======== EXTRACTED ENTRIES ========
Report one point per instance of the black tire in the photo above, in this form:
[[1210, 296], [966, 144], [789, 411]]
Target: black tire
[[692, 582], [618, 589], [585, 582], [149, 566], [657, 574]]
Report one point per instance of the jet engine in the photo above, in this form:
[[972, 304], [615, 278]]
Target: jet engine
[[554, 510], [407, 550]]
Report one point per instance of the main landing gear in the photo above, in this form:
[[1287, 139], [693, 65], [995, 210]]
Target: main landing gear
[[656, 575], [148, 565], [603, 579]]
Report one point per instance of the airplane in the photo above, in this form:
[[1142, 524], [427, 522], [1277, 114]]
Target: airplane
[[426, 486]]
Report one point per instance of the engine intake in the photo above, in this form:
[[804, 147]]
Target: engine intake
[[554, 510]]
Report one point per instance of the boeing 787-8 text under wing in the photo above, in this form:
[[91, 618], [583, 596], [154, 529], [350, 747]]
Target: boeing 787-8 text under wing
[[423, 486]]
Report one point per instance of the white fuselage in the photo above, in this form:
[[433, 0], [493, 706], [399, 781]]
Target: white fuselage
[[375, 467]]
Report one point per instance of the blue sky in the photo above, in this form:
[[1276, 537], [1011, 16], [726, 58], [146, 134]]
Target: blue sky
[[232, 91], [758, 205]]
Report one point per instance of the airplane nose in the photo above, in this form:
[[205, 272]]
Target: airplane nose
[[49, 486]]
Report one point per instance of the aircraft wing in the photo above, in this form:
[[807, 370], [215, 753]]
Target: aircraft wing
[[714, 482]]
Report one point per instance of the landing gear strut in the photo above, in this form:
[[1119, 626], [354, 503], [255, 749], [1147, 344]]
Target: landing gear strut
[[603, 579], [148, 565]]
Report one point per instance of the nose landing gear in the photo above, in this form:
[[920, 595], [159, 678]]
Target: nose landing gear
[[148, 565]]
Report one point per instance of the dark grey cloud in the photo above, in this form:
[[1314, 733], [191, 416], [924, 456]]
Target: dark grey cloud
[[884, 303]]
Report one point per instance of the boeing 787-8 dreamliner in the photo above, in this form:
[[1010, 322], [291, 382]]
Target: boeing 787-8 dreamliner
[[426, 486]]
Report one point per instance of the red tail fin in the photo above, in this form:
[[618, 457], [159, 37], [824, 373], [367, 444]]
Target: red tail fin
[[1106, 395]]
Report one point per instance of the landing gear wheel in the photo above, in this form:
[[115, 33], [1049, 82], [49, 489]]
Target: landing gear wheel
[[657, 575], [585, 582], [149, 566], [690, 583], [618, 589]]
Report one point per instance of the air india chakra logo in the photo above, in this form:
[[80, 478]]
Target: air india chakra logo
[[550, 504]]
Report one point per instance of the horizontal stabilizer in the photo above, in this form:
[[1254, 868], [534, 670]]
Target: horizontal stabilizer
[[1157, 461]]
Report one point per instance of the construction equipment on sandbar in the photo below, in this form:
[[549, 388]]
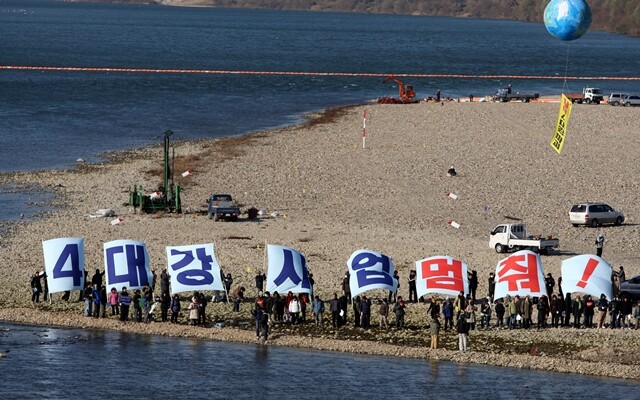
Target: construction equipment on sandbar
[[406, 93], [167, 197]]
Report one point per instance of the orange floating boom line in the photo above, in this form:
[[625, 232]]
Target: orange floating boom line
[[309, 73]]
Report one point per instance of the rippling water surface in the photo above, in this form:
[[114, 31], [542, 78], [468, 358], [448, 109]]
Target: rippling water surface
[[79, 363]]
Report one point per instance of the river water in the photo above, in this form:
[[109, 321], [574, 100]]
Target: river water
[[46, 363]]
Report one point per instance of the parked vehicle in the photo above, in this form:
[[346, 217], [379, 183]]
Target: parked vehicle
[[504, 95], [615, 99], [222, 206], [594, 214], [513, 237], [588, 95], [631, 100], [630, 288]]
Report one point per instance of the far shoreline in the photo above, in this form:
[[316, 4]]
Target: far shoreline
[[237, 335], [581, 351]]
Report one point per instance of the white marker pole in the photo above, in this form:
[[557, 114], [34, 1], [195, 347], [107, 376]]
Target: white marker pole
[[364, 129]]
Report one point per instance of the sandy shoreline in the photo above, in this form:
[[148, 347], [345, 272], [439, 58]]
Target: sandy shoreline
[[333, 198]]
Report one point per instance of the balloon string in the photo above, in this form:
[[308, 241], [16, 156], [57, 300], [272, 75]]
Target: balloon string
[[565, 85]]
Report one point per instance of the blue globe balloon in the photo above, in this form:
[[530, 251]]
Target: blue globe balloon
[[567, 19]]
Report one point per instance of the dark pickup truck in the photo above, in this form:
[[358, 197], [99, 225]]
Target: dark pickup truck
[[505, 95], [221, 206]]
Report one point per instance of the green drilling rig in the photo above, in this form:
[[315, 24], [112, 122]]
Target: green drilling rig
[[167, 197]]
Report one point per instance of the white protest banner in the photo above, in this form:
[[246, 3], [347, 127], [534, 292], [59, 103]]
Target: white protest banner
[[370, 270], [286, 270], [64, 264], [520, 274], [588, 274], [193, 268], [126, 263], [442, 275]]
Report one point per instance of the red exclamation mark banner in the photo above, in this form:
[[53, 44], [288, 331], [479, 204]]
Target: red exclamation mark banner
[[588, 271]]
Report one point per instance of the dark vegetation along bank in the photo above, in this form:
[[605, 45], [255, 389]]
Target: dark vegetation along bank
[[616, 16]]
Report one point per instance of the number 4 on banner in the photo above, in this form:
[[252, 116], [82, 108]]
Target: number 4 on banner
[[69, 251]]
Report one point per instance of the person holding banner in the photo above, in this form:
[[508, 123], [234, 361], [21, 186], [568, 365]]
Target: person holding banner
[[447, 313], [103, 301], [137, 306], [384, 313], [36, 287], [237, 296], [175, 308], [602, 305], [125, 303], [462, 327], [88, 300], [114, 300], [96, 301], [398, 309], [413, 293], [334, 308], [318, 309], [599, 244], [193, 311], [434, 328]]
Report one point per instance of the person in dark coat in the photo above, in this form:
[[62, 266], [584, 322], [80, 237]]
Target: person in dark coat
[[346, 287], [462, 327], [36, 287], [568, 309], [165, 303], [344, 305], [365, 319], [175, 308], [164, 283], [334, 308], [357, 311], [260, 278], [96, 279], [492, 285], [473, 284]]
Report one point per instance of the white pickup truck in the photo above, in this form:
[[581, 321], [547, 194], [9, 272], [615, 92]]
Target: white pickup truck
[[510, 237]]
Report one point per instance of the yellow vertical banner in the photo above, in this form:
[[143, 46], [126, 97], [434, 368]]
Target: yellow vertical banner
[[561, 126]]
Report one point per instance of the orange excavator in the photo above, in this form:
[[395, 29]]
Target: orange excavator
[[407, 94]]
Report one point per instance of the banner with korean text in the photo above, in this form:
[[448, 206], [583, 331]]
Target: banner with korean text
[[64, 264], [286, 270], [370, 270], [126, 263], [441, 275], [193, 268], [520, 274], [588, 274], [560, 132]]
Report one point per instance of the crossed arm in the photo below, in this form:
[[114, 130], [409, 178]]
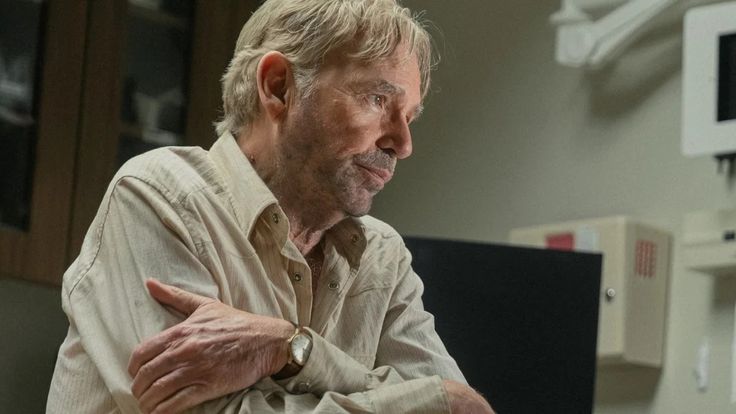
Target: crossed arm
[[204, 350], [218, 350]]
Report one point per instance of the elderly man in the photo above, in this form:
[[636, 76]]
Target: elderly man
[[271, 289]]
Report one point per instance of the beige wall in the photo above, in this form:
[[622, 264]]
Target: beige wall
[[511, 139]]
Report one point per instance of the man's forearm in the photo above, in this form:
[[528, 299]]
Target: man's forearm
[[465, 400]]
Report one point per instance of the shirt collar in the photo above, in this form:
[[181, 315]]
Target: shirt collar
[[253, 201]]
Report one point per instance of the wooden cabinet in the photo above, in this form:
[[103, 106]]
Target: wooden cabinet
[[114, 78]]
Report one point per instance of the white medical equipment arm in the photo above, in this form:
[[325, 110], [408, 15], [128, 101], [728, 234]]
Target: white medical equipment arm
[[583, 42]]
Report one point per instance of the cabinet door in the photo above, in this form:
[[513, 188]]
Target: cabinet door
[[152, 78], [41, 48]]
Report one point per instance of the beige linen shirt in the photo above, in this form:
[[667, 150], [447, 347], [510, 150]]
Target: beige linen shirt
[[204, 221]]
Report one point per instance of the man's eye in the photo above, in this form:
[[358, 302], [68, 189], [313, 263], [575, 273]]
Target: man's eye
[[377, 100]]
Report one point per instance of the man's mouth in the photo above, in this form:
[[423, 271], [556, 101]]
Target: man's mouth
[[379, 174]]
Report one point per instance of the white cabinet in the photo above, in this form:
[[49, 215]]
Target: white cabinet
[[633, 303]]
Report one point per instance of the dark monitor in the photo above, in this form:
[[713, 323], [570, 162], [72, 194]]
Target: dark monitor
[[522, 323]]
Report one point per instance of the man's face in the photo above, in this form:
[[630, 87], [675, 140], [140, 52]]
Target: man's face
[[341, 143]]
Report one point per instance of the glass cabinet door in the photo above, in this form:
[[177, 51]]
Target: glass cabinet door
[[21, 46], [155, 76], [41, 48]]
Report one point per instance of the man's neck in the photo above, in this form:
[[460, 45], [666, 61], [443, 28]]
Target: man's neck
[[309, 218], [306, 229]]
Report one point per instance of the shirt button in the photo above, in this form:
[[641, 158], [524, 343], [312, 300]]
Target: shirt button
[[302, 387]]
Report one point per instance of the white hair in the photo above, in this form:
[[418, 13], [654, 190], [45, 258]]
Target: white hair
[[306, 31]]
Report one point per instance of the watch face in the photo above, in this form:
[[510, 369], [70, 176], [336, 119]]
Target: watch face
[[301, 345]]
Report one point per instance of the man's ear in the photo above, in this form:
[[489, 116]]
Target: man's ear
[[275, 83]]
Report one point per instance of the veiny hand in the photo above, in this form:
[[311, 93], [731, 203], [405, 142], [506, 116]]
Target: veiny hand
[[465, 400], [215, 351]]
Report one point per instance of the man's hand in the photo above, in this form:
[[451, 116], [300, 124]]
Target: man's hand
[[465, 400], [215, 351]]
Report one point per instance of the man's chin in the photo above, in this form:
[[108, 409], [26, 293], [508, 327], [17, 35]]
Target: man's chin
[[358, 208]]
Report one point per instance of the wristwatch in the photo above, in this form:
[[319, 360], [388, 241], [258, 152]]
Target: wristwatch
[[299, 347]]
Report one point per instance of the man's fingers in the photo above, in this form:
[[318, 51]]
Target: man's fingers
[[163, 388], [181, 300]]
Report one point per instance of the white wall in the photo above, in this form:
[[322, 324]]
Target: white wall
[[511, 139]]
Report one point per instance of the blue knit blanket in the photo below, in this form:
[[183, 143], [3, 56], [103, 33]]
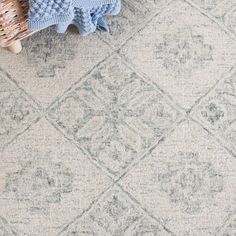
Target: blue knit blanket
[[87, 15]]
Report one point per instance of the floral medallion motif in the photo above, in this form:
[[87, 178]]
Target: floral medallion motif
[[114, 115], [40, 182], [50, 51], [117, 215], [188, 181], [183, 50], [218, 110]]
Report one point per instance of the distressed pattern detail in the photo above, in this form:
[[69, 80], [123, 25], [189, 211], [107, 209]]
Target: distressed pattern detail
[[115, 121], [126, 133], [117, 215]]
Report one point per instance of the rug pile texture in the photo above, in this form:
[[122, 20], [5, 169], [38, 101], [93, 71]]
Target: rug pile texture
[[132, 135]]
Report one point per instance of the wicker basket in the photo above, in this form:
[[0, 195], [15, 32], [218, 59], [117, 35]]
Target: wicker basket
[[13, 21]]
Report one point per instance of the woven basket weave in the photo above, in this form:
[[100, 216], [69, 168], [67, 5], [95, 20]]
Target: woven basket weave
[[13, 21]]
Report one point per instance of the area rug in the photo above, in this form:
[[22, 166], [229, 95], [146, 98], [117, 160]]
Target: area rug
[[131, 133]]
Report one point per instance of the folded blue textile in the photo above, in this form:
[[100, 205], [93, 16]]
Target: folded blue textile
[[86, 15]]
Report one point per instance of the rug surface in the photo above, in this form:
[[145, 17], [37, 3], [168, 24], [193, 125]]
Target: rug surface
[[131, 133]]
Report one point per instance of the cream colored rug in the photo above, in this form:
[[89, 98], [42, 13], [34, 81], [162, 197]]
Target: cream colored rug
[[131, 133]]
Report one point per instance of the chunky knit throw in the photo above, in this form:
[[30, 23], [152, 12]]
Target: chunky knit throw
[[87, 15]]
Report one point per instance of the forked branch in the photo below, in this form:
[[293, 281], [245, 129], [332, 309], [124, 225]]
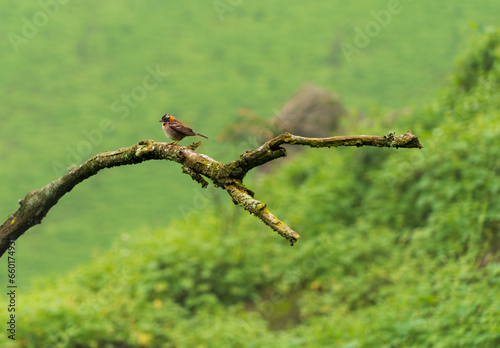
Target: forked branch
[[37, 203]]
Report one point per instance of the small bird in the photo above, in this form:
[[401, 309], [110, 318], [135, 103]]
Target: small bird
[[177, 130]]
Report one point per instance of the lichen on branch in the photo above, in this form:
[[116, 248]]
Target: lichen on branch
[[200, 167]]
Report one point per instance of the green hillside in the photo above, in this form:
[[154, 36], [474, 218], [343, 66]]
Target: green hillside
[[400, 248], [67, 68]]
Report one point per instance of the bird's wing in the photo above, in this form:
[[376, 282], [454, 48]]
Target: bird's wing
[[181, 128]]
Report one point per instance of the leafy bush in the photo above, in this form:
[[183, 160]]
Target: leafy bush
[[399, 249]]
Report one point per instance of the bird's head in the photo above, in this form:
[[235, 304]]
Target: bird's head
[[167, 118]]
========
**PROBLEM DESCRIPTION**. Rewrite the records from the line with "Report one point per instance of the white hair" up to and including the line with "[[275, 83]]", replacing "watch face" with "wristwatch dial" and leaving everything else unchanged.

**RESPONSE TO THIS EXERCISE**.
Report one point per instance of the white hair in the photo above, in this form:
[[418, 13], [654, 190], [45, 258]]
Target: white hair
[[306, 31]]
Report one point per instance of the wristwatch dial in the photo above, in this form:
[[510, 369], [70, 176], [336, 119]]
Target: wristwatch dial
[[301, 345]]
Report one point per instance of the man's ear in the photo above, in this form:
[[489, 116]]
Target: man's ear
[[275, 83]]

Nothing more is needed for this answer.